Extracted data:
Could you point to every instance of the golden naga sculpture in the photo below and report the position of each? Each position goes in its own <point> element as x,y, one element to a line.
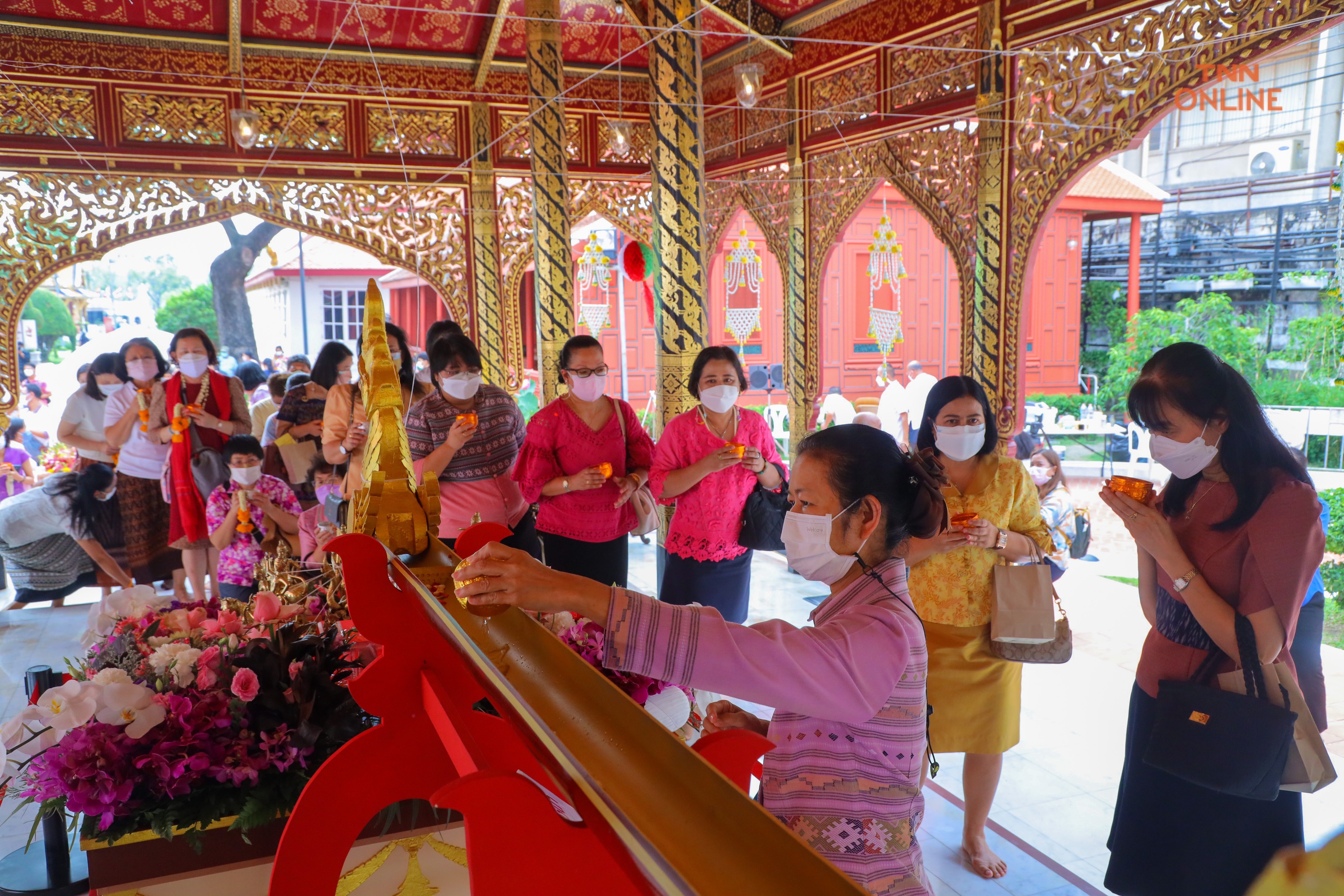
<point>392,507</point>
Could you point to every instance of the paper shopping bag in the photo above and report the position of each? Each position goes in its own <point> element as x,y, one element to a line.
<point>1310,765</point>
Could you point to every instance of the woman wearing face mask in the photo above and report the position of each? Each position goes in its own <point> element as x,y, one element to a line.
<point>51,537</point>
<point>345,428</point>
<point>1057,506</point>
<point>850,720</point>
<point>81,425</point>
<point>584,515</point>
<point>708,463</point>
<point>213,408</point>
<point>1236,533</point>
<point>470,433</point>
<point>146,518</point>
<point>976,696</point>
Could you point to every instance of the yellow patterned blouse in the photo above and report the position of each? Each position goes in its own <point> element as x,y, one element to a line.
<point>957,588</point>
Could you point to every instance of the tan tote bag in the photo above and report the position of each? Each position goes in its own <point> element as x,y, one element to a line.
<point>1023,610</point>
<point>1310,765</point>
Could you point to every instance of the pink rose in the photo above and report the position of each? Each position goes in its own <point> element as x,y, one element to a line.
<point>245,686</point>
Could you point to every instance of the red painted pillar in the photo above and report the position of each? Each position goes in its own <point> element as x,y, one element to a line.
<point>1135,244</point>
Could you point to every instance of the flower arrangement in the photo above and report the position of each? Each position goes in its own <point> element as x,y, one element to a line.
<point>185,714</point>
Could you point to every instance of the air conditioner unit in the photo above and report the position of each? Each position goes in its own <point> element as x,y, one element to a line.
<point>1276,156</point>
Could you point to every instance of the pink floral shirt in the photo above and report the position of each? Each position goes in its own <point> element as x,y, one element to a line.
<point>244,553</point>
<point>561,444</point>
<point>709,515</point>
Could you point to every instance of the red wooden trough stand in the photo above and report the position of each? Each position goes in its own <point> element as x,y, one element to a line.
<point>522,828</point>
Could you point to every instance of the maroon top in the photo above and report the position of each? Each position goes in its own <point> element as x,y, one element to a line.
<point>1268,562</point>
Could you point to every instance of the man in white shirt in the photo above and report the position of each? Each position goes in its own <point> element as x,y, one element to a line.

Task objective: Exactly reproduce the lines of the data above that run from the line containing "Could you point to every instance of the air" through the final one.

Solution:
Could you point to every instance of the air conditioner unit in the photo above and report the position of each? Each position goes in its own <point> element as x,y, one element to a line.
<point>1276,156</point>
Could you point to every instance of the pink floral shirt in the photo above and report the position of each? Each position goes in its own <point> element as x,y, one element to a line.
<point>244,553</point>
<point>561,444</point>
<point>709,515</point>
Could you point to every instance of the red wooden trough stand in the photo above and report the position of each? Each position goes in its own <point> element as x,y, one element to a line.
<point>522,828</point>
Could you point to every instance of the maroon top in the photo above and report the position of each? Each position goes in its own <point> element as x,y, one element to a line.
<point>1268,562</point>
Could you point to every instance of the man in white shirt in the photo above and report the position of each? Each position goes in its own <point> element as x,y, one element to a line.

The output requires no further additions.